## REQUIREMENT
Rewrite every record below as a two-column CSV headed input and output, one row per record, with its text under input and its answer under output. Wrap each field in double quotes and replace every line break with a space.
[START OF ROWS]
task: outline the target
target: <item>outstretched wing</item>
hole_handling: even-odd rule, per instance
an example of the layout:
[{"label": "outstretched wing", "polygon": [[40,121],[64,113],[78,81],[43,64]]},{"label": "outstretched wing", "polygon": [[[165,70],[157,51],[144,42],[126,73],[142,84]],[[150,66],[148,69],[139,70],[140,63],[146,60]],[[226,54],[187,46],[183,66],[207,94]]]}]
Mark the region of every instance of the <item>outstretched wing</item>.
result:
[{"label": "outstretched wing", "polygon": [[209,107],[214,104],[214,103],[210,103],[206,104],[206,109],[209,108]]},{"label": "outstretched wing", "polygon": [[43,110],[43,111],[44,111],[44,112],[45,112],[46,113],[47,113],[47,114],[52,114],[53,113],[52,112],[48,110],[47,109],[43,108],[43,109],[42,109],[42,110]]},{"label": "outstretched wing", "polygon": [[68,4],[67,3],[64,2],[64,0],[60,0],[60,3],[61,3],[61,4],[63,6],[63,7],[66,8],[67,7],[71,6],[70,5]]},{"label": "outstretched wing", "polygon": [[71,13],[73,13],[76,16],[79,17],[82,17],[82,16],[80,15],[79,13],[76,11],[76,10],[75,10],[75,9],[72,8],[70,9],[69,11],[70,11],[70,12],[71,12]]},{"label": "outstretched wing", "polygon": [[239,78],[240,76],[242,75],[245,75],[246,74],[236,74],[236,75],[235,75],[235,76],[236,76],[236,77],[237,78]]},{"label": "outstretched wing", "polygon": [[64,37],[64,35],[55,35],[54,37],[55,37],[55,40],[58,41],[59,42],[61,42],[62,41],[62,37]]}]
[END OF ROWS]
## FINAL RESULT
input,output
"task: outline the target target: <item>outstretched wing</item> hole_handling: even-odd rule, per instance an example of the layout: [{""label"": ""outstretched wing"", ""polygon"": [[40,121],[64,113],[78,81],[43,64]]},{""label"": ""outstretched wing"", ""polygon"": [[[165,70],[157,51],[144,42],[126,73],[142,84]],[[150,66],[148,69],[139,70],[140,63],[146,60]],[[226,54],[187,46],[183,66],[207,94]]]}] Mark the region of every instance of the <item>outstretched wing</item>. result:","[{""label"": ""outstretched wing"", ""polygon"": [[209,107],[214,104],[214,103],[210,103],[206,104],[206,109],[209,108]]},{""label"": ""outstretched wing"", ""polygon"": [[43,110],[43,111],[44,111],[44,112],[45,112],[46,113],[47,113],[47,114],[52,114],[53,113],[52,112],[48,110],[47,109],[43,108],[43,109],[42,109],[42,110]]},{""label"": ""outstretched wing"", ""polygon"": [[68,4],[67,3],[64,2],[64,0],[60,0],[60,3],[61,3],[61,4],[63,6],[63,7],[66,8],[67,7],[71,6],[70,5]]},{""label"": ""outstretched wing"", ""polygon"": [[71,13],[73,13],[76,16],[79,17],[82,17],[82,16],[80,15],[79,13],[76,11],[76,10],[75,10],[75,9],[72,8],[70,9],[69,11],[70,11],[70,12],[71,12]]},{""label"": ""outstretched wing"", ""polygon"": [[239,78],[240,76],[242,75],[245,75],[246,74],[236,74],[236,75],[235,75],[235,76],[236,76],[236,77],[237,78]]},{""label"": ""outstretched wing"", ""polygon"": [[64,37],[64,35],[55,35],[54,37],[55,37],[55,40],[58,41],[59,42],[61,42],[62,41],[62,37]]}]"